作業内容:
[1] 大阪七墓についての抜粋本文によると、教信は若い頃どこの学僧だったか。
[2] 大阪七墓についての抜粋本文を、最後の文のあとから書き継いでください。

抜粋本文:

============================================================

教信(786~866)は『今昔物語』(巻十三 播磨國賀古澤教信往生語)や慶慈保胤(931?~1002)の『日本往生極楽記』などにも記されている伝説的人物で、若き頃は奈良・興福寺の学僧であったが発心して世俗に身を投じ、市井の人でありながら播磨国賀古で周囲から「阿弥陀丸」と呼ばれるほど念仏を唱え続け、最後は貧窮の中に死んだという。ところが近松の『賀古教信七墓廻』では教信は親の敵と兄嫁が死亡したことに世の無常を感じて法師となる…というストーリーで、まったく史実とは異なり、ただ古人の名前を借りただけの近松のオリジナル作品となっている。ただ、ここで興味深いのは教信が、親の敵や兄嫁とはまったく縁もゆかりもない大阪市中の七墓を巡ることで両者の菩提を弔おうとしたという部分で、当時の大阪の町衆が大阪七墓巡りを行った意味・意図の一端が伺える。

七墓の所在地についてもいろいろと不明確な部分が多い。『賀古教信七墓廻』の第四段「夏野のまよひ子」の中では「あだし煙の梅田の火屋」「短か夜を誰が慣わしの長柄川」「道のなき野原笹原葭原の」「泣き泣き歩む夏草の蒲生」「それとも知らで別れ行末は小橋の」「寺の鐘の聲高津墓所に夕立の」「煙知るべに千日の」「これぞ三途と一足に飛田の」などと、近松得意の掛詞で調子よく七墓が登場するが「梅田」「長柄」「葭原」「蒲生」「小橋」「高津」「千日」「飛田」と七墓巡りであるのに「八カ所の墓地」が紹介されている。また大正15年(1926)発行の『今宮町誌』(編纂:大阪府西成郡今宮町残務所)の「木津の墓」の項目を参照すると「木津の墓は古来大阪の七墓、即ち千日前、梅田、福島、天王寺、鵄田、東成郡榎並と同じく七墓の一に加へられた場所」とあり、ここでは「木津」「福島」「天王寺」「榎並」なども七墓として数えられていたと記している。

============================================================

提供資料:

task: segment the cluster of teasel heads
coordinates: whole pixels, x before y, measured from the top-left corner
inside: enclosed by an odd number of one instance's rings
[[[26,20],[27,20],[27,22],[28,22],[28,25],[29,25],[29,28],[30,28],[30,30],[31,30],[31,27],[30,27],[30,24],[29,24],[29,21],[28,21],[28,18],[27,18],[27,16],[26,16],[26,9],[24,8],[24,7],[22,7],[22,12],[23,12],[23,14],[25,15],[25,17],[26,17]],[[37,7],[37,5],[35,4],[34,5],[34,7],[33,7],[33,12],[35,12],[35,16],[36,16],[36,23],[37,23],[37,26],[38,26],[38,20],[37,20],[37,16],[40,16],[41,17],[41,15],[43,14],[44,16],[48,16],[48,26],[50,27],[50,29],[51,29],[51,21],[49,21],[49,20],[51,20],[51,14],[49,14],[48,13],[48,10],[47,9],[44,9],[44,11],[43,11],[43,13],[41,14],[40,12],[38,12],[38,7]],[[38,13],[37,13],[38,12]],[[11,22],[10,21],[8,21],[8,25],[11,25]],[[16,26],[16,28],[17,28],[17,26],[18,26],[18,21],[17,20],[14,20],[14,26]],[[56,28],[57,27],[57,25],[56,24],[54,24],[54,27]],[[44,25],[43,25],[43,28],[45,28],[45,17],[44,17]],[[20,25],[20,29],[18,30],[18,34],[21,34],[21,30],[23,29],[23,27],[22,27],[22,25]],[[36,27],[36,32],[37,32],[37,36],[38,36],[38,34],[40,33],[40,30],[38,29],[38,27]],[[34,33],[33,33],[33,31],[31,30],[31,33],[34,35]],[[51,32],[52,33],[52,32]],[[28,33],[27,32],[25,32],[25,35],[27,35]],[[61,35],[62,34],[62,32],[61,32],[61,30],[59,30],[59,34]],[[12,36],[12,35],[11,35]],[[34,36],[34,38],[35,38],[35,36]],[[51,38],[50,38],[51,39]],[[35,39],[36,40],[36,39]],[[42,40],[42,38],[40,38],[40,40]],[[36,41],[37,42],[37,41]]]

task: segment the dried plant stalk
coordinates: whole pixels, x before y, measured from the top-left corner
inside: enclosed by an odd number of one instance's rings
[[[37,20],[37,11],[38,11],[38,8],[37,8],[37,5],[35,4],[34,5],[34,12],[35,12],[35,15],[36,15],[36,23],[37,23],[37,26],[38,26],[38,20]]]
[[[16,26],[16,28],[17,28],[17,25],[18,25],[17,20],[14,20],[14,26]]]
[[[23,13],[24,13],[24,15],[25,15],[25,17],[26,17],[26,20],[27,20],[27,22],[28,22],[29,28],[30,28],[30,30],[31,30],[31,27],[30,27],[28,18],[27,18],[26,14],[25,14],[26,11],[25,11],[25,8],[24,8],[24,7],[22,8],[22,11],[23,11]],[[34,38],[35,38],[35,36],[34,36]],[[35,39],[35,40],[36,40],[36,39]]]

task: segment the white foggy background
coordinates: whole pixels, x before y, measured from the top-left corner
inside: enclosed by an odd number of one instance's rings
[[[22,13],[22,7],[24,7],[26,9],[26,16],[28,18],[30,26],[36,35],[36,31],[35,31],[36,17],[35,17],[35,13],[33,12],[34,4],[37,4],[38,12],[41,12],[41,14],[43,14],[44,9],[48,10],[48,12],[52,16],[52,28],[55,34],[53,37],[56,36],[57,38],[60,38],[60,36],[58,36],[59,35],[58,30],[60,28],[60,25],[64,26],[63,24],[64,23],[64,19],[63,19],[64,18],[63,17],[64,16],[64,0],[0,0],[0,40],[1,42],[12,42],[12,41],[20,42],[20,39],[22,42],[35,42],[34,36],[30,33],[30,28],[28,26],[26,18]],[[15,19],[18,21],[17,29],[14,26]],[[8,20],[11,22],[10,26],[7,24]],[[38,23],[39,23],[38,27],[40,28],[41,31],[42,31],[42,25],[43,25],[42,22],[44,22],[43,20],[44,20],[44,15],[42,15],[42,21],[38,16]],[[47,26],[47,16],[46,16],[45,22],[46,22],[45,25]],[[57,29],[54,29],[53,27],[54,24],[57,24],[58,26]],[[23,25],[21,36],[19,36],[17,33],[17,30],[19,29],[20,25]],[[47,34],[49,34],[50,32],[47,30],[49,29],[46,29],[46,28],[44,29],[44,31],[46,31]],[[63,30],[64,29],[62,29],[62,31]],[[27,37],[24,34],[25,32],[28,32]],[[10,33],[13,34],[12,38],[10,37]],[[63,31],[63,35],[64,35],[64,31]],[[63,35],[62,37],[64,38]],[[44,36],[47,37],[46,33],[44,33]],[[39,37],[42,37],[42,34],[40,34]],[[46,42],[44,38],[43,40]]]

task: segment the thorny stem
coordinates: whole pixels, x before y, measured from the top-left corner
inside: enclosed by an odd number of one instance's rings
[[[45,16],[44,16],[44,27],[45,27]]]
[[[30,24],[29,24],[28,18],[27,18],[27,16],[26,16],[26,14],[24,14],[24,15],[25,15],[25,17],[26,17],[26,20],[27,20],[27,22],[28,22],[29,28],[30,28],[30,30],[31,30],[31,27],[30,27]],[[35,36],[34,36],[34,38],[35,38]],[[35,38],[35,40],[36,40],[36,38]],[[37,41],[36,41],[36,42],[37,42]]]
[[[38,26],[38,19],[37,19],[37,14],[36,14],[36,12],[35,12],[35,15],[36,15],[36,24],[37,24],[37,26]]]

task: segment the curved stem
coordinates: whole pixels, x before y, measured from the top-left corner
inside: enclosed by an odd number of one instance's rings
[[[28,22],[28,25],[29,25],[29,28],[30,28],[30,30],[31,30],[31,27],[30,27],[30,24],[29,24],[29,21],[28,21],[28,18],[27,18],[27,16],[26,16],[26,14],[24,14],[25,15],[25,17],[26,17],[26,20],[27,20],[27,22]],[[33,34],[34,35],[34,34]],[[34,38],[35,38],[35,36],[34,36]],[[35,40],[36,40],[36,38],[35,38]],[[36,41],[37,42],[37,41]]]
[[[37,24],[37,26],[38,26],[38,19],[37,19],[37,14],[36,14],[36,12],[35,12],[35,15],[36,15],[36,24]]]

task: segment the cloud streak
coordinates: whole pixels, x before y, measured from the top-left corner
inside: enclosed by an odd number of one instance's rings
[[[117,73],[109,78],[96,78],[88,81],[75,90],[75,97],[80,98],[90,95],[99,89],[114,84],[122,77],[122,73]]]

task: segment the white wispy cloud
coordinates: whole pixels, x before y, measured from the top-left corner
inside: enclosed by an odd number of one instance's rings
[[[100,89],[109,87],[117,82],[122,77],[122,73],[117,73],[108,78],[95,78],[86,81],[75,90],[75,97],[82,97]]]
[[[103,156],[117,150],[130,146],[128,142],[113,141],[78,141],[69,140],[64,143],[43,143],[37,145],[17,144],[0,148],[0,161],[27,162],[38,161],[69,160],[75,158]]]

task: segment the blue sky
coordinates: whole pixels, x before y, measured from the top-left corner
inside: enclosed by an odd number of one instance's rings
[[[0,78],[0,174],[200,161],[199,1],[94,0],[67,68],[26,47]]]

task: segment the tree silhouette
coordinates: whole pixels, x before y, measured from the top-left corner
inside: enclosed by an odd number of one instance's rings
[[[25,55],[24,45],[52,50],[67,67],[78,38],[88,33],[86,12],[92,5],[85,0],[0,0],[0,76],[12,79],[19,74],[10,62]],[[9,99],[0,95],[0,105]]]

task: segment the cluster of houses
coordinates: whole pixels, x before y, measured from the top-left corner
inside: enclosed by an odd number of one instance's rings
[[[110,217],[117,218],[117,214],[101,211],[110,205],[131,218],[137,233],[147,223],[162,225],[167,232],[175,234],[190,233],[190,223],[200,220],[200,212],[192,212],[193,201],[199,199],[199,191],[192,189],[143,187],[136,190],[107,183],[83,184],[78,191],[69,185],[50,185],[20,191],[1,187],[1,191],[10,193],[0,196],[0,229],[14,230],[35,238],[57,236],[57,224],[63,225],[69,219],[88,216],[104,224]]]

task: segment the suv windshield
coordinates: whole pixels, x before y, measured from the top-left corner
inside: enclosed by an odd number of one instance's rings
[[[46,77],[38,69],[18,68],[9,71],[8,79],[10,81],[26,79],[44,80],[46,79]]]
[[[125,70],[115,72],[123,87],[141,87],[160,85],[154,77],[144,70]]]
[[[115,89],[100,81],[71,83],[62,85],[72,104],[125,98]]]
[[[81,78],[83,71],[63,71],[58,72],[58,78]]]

============================================================

期待される出力:
[1] 奈良・興福寺の学僧だった。

[2]
さらに昭和10年(1935)発行の『郷土研究 上方』(編者:南木芳太郎)の「上方探墓號」を調べてみると「今は途絶えたが、貞享、元禄の昔より明治初期に至るまで久しい間、大阪では盂蘭盆になると心ある人々は七墓巡りと称して、諸霊供養のため七カ所の墓地を巡訪して回向したものである。その場所は時代によって多少の変遷があり、又振出の都合にて手近の墓所のみを巡った形跡もある。その場所を挙げると、北よりすれば梅田、南浜、葭原、蒲生、小橋、高津、千日、飛田辺りが古い時代のもので、明治になると長柄、岩崎、安部野辺りが加わっている、その他安治川、大仁、野江等の三昧も七墓巡りの中に入れねば成るまい。もっと小さな墓所も場末にはあったであろう」と記されていて「南浜」「岩崎」「安部野」「安治川」「大仁」「野江」なども七墓として巡っていた墓所として列挙されている。この三書に記述されている墓所を加算するだけでもすでに「十八墓」を超えるが、文献を渉漁すればその数はさらに増えていくだろう。要するに盂蘭盆会の頃に大阪市中にあった墓を7カ所以上巡れば「大阪七墓巡り」として成就したのでは?と筆者は推測しているが、これは有縁者(家族、親戚)の墓を参るだけの近代の盂蘭盆会とは、だいぶ異なった様相であったことが感じとれる。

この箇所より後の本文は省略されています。